## 任务目标:
请逐字抄写下面的全部条目，不作任何改动。

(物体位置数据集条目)
════
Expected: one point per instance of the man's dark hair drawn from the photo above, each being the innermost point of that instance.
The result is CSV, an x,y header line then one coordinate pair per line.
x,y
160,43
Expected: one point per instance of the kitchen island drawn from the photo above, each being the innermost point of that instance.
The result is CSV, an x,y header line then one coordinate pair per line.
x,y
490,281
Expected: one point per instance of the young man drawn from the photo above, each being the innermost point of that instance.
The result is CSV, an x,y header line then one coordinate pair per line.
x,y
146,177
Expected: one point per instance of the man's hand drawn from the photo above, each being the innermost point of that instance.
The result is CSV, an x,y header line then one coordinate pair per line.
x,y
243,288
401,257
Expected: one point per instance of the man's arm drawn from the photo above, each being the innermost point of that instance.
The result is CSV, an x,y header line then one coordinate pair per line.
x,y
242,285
════
## 示范解答:
Expected: one point per instance of the man's dark hair drawn from the photo above, each being the innermost point of that instance.
The result is CSV, an x,y header line then one coordinate pair per line.
x,y
160,43
Expected: one point per instance of the kitchen island drawn from the photo above, each being the innermost point of that instance.
The result is CSV, an x,y header line then one coordinate pair per line.
x,y
490,281
Expected: one point per instance of the young man drawn from the photo above, each being the innermost point of that instance.
The result is CSV, an x,y header line then one coordinate pair per line.
x,y
146,177
Expected: one point per instance of the man's hand drawn from the photo above, each being the innermost point of that instance.
The result is CSV, an x,y header line then one coordinate pair per line.
x,y
243,288
401,257
Expected: one point per instance of the man's arm drawn from the photo above, each being the innermost point of that instance.
The result is CSV, an x,y header line then one coordinate pair per line.
x,y
242,285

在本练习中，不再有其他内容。